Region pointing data
◇ ◇ ◇ ◇

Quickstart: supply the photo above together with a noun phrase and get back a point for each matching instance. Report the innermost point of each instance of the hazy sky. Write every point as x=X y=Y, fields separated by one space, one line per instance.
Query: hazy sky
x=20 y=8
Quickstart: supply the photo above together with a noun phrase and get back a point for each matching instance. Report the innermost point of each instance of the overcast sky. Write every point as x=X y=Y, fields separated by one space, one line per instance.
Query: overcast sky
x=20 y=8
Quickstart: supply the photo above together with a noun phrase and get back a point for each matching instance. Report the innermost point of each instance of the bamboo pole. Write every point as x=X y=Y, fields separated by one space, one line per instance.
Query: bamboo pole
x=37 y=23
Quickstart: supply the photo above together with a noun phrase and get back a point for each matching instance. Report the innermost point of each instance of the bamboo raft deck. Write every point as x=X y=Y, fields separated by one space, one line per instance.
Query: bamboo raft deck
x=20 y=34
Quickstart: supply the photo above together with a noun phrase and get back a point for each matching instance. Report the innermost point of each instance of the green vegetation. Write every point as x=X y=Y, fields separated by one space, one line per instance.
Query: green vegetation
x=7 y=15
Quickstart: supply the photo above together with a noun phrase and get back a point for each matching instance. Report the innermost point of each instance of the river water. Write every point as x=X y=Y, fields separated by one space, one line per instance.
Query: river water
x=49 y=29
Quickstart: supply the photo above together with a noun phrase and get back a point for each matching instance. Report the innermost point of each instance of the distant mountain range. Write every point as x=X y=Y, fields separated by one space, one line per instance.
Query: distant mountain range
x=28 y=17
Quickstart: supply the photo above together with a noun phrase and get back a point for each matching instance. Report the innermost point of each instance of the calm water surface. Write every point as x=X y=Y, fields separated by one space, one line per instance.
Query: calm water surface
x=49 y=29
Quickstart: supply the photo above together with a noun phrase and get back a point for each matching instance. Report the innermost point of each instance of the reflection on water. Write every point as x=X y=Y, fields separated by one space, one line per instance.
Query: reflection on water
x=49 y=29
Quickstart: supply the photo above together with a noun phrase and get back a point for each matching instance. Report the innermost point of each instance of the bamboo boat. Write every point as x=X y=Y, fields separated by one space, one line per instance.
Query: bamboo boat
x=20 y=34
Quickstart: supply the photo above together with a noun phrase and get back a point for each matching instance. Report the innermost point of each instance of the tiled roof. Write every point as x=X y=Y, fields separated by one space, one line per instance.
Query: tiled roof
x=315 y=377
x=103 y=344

◇ ◇ ◇ ◇

Exercise description: This task calls for every entry above to be transcribed exactly.

Task solution:
Quickstart: supply the photo above together with a noun phrase and get back a point for each matching instance. Report the innermost point of each instance of the hazy sky. Write every point as x=X y=Y, fields separated by one space, one line per instance.
Query: hazy sky
x=20 y=8
Quickstart: supply the photo above together with a noun phrase and get back a point for each matching instance. Report the innermost point of each instance of the overcast sky. Write every point as x=X y=Y, fields separated by one space, one line per instance.
Query: overcast sky
x=20 y=8
Quickstart: supply the photo above together with a noun phrase and get back a point for each matching instance. Report the innermost point of each instance of the bamboo pole. Write every point as x=X y=Y, fields separated by one space, one line per instance.
Query: bamboo pole
x=37 y=23
Quickstart: supply the photo above together with a noun phrase and get back a point for each matching instance. Report the innermost point of each instance of the bamboo raft deck. Write every point as x=X y=Y, fields separated by one space, one line per instance.
Query: bamboo raft deck
x=20 y=34
Quickstart: supply the photo above together with a noun phrase and get back a point for each matching instance. Report the innermost point of each instance of the green vegetation. Write every point as x=X y=Y, fields separated by one space, one line per instance.
Query: green vegetation
x=7 y=15
Quickstart: supply the photo above together with a noun phrase and get back a point for each matching instance. Report the innermost point of each instance of the river water. Write every point as x=X y=Y, fields separated by one space, one line per instance.
Query: river water
x=49 y=29
Quickstart: supply the photo above together with a noun phrase and get back a point for each matching instance. Report the innermost point of each instance of the distant mountain range. Write every point as x=X y=Y, fields separated by one space, one line per instance.
Query: distant mountain range
x=28 y=17
Quickstart: supply the photo above together with a noun phrase and get back a point for each matching instance. Report the innermost point of each instance of the calm water surface. Write every point as x=X y=Y, fields separated by one space, one line per instance.
Query: calm water surface
x=49 y=29
Quickstart: supply the photo above together with a noun phrase and get back a point for each matching instance. Report the innermost point of each instance of the reflection on water. Write every point as x=X y=Y, fields separated by one space, one line per instance.
Query: reflection on water
x=49 y=29
Quickstart: supply the photo above together with a noun phrase and get back a point for each matching instance. Report the innermost point of each instance of the bamboo boat. Write every point as x=X y=Y, fields separated by one space, one line per instance.
Query: bamboo boat
x=20 y=34
Quickstart: supply the photo above together with a noun phrase and get back a point for each matching instance. Report the innermost point of each instance of the tiled roof. Write every point as x=X y=Y, fields separated by one space, one line per instance.
Query: tiled roof
x=315 y=377
x=103 y=344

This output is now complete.